GIVEN PASSAGE:
________________________

Sorry about that. No, not for swearing, it had assonance. And not for swearing again, it’s a poetic term. I’m sorry about that. That white knuckleheaded night in which I closed my fist around what I wanted and would not let go. You were what I wanted. Or what the wine wanted. Excuse me for the excuse.

See, you’re 25; it’s fine. But I’m 29, and it’s not fine. Statements like “boys will be boys” or  “the girl can’t help it” or “girls who are boys” are just barely acceptable anymore. Soon I will be 30, the age of accountability – though that age seems to age with me – and I’m supposed to have it together, in labeled bins, where it can be easily located. Actually, I do have it together. In a whitewashed tomb. Yes, and when I saw you, I flipped a lid and out jumped my bones. And then I jumped yours. All right, it wasn’t a long distance jump, so you would say there’s nothing to be guilty about. But it was still a competition, and I will not be winning the crown of righteousness.

Incidentally, Jesus was 30 when he started ministry. But then, he started by saying, “it is not the healthy who need a doctor, but the sick…for I have not come to call the righteous, but sinners.” There’s no confusing me for righteous. Not even the ‘80s slang definition of the word. But I’m working on it.

________________________

RAW DATA:
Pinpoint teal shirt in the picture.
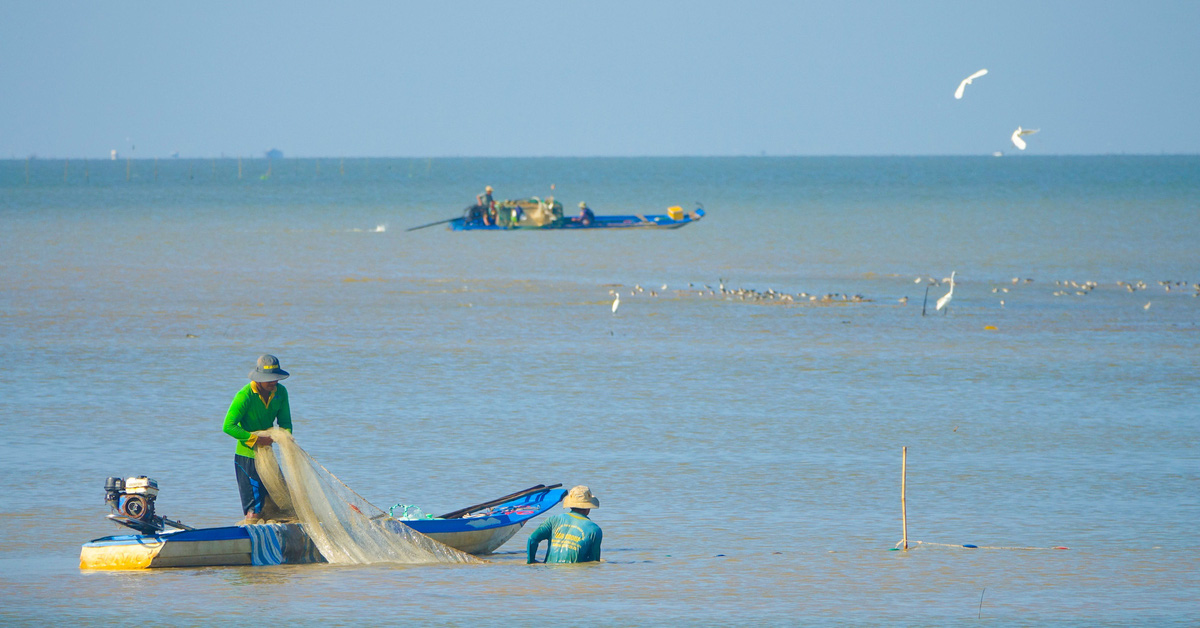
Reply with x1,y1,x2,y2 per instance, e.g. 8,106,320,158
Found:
526,512,604,563
224,382,292,457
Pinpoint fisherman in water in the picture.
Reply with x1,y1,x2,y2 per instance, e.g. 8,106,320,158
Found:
526,486,604,564
224,355,292,524
575,203,596,227
475,185,496,225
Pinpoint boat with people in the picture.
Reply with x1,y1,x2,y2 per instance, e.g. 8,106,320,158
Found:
406,197,704,231
79,477,566,569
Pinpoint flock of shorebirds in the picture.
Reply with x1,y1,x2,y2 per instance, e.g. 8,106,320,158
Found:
608,273,1200,313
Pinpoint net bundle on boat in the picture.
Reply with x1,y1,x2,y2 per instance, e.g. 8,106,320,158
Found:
254,427,484,564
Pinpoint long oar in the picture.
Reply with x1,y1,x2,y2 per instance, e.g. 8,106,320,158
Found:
404,217,458,231
438,484,562,519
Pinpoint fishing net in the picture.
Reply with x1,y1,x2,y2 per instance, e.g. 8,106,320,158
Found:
254,427,484,564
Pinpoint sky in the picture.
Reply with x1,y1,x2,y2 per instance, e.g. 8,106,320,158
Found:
0,0,1200,159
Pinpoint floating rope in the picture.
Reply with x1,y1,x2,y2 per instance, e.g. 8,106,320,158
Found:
893,539,1068,550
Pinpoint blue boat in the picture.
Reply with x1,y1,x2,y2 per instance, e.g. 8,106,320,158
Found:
79,484,566,569
406,197,704,231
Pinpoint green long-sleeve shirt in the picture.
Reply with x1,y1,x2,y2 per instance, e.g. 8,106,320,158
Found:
224,382,292,457
526,512,604,563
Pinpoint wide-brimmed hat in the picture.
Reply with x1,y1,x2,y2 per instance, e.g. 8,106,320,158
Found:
250,354,289,382
563,484,600,509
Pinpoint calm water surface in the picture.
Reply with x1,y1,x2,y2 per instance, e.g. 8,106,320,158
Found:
0,157,1200,626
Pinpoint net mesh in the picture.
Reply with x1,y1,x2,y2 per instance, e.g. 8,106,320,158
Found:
254,427,485,564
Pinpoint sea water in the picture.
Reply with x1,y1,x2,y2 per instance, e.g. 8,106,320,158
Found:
0,155,1200,626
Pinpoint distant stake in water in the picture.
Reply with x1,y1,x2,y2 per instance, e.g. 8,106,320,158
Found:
900,447,908,551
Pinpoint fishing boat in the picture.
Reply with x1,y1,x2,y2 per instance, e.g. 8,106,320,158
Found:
406,197,704,231
79,480,566,569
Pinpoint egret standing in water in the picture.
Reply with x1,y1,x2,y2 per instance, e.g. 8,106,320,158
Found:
954,70,988,100
1013,126,1039,150
934,270,955,313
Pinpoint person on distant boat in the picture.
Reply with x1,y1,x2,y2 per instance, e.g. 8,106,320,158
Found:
224,355,292,524
475,185,496,225
575,203,596,227
526,485,604,564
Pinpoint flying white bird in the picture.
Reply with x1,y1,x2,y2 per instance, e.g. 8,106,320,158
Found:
935,270,955,312
1013,126,1040,150
954,70,988,98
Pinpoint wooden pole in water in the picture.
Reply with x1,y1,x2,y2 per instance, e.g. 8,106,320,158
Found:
900,447,908,551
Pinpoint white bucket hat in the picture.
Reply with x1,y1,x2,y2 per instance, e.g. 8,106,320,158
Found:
563,484,600,509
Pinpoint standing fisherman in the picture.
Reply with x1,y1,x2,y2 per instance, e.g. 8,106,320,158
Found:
526,486,604,563
224,355,292,524
475,185,496,225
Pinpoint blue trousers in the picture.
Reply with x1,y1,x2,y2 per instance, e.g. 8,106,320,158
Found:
233,454,266,515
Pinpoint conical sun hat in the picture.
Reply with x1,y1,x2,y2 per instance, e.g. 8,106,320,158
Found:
563,484,600,508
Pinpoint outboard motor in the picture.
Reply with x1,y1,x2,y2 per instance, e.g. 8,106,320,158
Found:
104,476,192,534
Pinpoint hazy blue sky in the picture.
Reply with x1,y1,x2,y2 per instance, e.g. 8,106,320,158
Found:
7,0,1200,159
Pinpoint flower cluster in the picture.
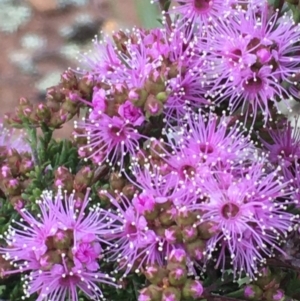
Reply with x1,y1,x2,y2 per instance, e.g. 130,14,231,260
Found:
0,191,114,301
0,0,300,301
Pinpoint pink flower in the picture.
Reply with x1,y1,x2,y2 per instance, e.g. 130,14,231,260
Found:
90,88,106,119
118,100,145,126
132,193,155,214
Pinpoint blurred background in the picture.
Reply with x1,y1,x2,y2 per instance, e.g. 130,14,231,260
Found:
0,0,159,122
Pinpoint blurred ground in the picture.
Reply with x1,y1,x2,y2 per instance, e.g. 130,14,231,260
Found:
0,0,141,135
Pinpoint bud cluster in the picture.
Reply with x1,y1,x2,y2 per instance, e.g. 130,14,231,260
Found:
0,146,34,209
5,70,94,128
53,166,94,199
138,249,204,301
244,267,287,301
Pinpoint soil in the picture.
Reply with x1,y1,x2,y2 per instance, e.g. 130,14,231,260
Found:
0,0,144,136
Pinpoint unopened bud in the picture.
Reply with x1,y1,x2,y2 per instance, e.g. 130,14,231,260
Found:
109,172,125,190
164,225,182,244
10,195,25,210
182,226,198,242
128,89,149,107
144,95,164,118
255,267,274,289
244,284,263,300
35,103,51,122
161,287,181,301
169,266,187,286
61,70,78,90
168,249,187,266
122,184,136,200
144,265,168,285
264,289,286,301
182,279,203,300
19,158,34,175
176,209,197,226
186,239,206,260
4,179,21,196
156,92,168,103
54,166,73,193
78,74,95,96
53,230,73,250
197,222,218,239
74,166,94,191
138,284,162,301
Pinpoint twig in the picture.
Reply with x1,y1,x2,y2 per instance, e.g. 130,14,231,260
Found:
206,295,246,301
159,0,172,28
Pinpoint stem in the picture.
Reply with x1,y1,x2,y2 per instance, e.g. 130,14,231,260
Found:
206,295,246,301
159,0,172,28
26,125,40,166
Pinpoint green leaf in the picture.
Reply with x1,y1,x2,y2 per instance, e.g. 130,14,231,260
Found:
135,0,160,29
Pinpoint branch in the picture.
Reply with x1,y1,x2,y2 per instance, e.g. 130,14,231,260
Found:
159,0,172,28
206,295,246,301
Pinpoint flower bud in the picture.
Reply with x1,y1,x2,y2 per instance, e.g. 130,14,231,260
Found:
186,239,205,260
9,195,25,210
46,86,65,103
158,208,176,227
48,110,68,128
182,279,203,300
61,98,79,116
264,288,286,301
61,70,78,90
97,185,113,207
176,208,197,226
181,226,198,242
244,284,263,300
7,149,22,176
168,249,187,266
19,158,34,175
78,74,95,96
169,266,187,286
35,103,51,122
255,267,274,289
156,91,168,103
122,184,136,200
144,95,164,118
138,284,162,301
164,225,182,244
53,230,73,250
197,222,218,239
39,250,61,271
109,172,125,190
74,166,94,191
161,287,181,301
150,139,166,159
144,264,168,285
54,166,73,193
4,179,21,196
285,0,299,5
128,89,149,107
145,71,166,95
1,165,12,178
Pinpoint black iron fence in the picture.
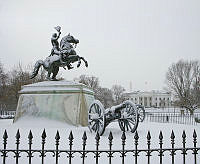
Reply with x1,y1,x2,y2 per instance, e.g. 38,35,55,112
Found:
0,110,16,119
0,130,200,164
145,113,200,125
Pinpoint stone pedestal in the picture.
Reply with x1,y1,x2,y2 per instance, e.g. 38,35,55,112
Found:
14,81,94,126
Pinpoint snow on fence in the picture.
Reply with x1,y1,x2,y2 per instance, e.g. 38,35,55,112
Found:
0,129,200,164
0,110,16,119
145,113,200,125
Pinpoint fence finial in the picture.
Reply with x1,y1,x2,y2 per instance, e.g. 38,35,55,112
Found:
42,129,47,139
68,131,74,141
182,130,186,139
3,130,8,140
159,131,163,140
82,131,87,141
171,130,175,139
16,129,20,139
108,131,113,141
147,131,151,140
28,130,33,140
134,130,139,140
193,129,197,138
55,130,60,140
95,132,100,141
121,131,126,141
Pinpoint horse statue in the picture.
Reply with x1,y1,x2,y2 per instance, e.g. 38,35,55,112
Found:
30,31,88,81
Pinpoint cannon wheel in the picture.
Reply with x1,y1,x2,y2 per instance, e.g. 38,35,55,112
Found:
88,100,105,135
136,105,145,122
118,101,139,133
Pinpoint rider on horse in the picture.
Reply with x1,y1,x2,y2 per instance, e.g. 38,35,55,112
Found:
49,26,73,70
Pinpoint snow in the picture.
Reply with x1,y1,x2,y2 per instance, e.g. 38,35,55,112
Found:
0,117,200,164
20,80,93,93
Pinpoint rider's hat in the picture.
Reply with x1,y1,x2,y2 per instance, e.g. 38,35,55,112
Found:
54,26,61,32
52,33,57,38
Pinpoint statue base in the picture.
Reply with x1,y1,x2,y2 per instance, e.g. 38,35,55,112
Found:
14,81,94,126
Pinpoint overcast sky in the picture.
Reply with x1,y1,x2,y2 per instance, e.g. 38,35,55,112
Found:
0,0,200,91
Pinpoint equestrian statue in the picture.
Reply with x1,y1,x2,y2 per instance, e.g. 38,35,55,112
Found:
30,26,88,80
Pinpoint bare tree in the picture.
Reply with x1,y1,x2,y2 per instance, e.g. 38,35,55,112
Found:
0,62,8,110
166,60,199,114
111,85,125,104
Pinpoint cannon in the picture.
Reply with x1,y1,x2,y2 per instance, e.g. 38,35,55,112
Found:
88,100,145,135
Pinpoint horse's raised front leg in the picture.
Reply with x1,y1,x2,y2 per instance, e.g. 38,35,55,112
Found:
47,71,51,80
80,57,88,67
52,67,59,80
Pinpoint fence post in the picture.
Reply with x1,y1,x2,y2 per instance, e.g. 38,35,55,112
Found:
95,132,100,164
41,129,47,164
81,131,87,164
147,131,151,164
134,131,139,164
181,130,187,164
192,130,198,164
55,130,60,164
121,131,126,164
159,131,164,164
108,132,113,164
15,129,20,164
3,130,8,164
27,130,33,164
170,130,175,164
68,131,74,164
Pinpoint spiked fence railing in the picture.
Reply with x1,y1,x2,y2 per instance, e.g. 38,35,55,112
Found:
145,113,200,125
0,130,200,164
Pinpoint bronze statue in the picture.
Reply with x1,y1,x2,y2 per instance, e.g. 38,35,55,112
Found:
30,26,88,80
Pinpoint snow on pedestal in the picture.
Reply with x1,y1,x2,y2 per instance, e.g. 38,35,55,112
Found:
14,81,94,126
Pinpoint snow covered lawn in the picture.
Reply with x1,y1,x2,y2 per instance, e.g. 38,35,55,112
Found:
0,117,200,164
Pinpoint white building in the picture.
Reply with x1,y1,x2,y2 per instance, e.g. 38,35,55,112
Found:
126,90,172,108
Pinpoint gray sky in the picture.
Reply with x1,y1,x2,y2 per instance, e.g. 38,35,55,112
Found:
0,0,200,90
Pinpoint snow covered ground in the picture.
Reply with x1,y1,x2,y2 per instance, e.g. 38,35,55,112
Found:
0,117,200,164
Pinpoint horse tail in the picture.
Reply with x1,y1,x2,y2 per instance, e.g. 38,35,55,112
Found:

________________________

WORK TO COMPLETE:
a: In the passage about apologizing, why does the speaker say the apology is not for swearing?
b: Duplicate the part of the passage about apologizing starting with "Incidentally, Jesus was" and going on through "working on it.".

RESPONSES TO THE EXERCISE:
a: The speaker says it had assonance and is a poetic term. So the speaker doesn't count it as swearing, and the apology is about something else.

b:
Incidentally, Jesus was 30 when he started ministry. But then, he started by saying, “it is not the healthy who need a doctor, but the sick…for I have not come to call the righteous, but sinners.” There’s no confusing me for righteous. Not even the ‘80s slang definition of the word. But I’m working on it.